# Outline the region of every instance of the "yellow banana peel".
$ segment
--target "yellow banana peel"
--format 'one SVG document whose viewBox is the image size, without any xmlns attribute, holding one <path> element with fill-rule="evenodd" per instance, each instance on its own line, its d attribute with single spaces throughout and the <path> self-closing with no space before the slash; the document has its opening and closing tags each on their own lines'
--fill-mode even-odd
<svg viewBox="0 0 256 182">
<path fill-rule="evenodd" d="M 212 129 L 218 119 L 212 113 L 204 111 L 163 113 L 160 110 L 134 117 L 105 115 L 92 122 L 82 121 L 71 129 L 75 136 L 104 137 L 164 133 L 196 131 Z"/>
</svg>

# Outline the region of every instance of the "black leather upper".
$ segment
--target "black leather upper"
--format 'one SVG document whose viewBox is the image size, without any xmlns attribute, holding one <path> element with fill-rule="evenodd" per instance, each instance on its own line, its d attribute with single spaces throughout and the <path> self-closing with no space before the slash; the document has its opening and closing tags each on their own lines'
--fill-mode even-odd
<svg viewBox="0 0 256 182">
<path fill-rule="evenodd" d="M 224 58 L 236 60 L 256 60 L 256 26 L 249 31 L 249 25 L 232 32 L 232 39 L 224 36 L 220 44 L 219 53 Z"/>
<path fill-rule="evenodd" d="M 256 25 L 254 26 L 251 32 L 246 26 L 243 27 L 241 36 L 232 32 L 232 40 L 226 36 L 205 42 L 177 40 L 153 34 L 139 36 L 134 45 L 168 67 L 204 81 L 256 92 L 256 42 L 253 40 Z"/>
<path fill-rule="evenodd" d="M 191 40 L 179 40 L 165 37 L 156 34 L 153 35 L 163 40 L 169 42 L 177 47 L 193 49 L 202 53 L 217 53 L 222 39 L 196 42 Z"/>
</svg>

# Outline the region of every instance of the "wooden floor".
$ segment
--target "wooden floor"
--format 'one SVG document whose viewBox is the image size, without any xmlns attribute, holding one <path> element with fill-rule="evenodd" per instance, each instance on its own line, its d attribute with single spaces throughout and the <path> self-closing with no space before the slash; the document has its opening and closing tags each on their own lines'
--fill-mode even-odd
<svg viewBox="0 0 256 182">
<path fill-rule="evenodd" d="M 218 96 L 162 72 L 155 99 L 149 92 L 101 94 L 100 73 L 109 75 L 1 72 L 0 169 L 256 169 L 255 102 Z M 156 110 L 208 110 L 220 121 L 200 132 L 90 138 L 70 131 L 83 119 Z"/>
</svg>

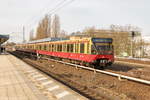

WRITTEN EXERCISE: Gather every line in the rows above that contains the word "leather".

ANSWER FOR THIS EXERCISE:
# Outline the region of every instance of the "black leather upper".
--target "black leather upper"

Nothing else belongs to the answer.